### Testo da leggere
++++++++++

Birth è il terzo lungometraggio della giovane regista sudcoreana Yoo Ji-young, in concorso al quarantunesimo Torino Film Festival.
Jay (Han Hae-in) è una giovane scrittrice al suo secondo romanzo e convive con il suo fidanzato Gun-woo (Lee Han-ju) che lavora in una scuola privata di inglese. Appaiono entrambi realizzati. Lei è lanciata nel mondo della letteratura, mentre lui è uno stimato e anziano collaboratore del proprietario della scuola che gli offre una promozione a direttore della nuova filiale. Tutto sembra andare secondo i piani di entrambi, ma Jay rimane involontariamente incinta.

++++++++++

### Da fare
(A) Nel testo su Birth, dove lavora Gun-woo?
(B) Riporta dal testo su Birth il tratto da "Birth è il terzo" fino a "rimane involontariamente incinta.".
(C) Secondo il testo su Birth, per quale motivo Jay e Gun-woo appaiono entrambi realizzati?

Dati salvati:
++++++++++

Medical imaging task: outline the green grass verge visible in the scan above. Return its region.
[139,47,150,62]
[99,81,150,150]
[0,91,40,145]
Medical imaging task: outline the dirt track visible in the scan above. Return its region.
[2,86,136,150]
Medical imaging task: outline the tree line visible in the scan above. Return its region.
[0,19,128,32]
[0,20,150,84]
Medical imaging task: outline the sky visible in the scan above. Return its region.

++++++++++

### Risposte
(A) In una scuola privata di inglese.

(B)
Birth è il terzo lungometraggio della giovane regista sudcoreana Yoo Ji-young, in concorso al quarantunesimo Torino Film Festival.
Jay (Han Hae-in) è una giovane scrittrice al suo secondo romanzo e convive con il suo fidanzato Gun-woo (Lee Han-ju) che lavora in una scuola privata di inglese. Appaiono entrambi realizzati. Lei è lanciata nel mondo della letteratura, mentre lui è uno stimato e anziano collaboratore del proprietario della scuola che gli offre una promozione a direttore della nuova filiale. Tutto sembra andare secondo i piani di entrambi, ma Jay rimane involontariamente incinta.

(C) Jay è una giovane scrittrice al suo secondo romanzo, lanciata nel mondo della letteratura. Gun-woo è uno stimato e anziano collaboratore del proprietario della scuola, che gli offre una promozione a direttore della nuova filiale.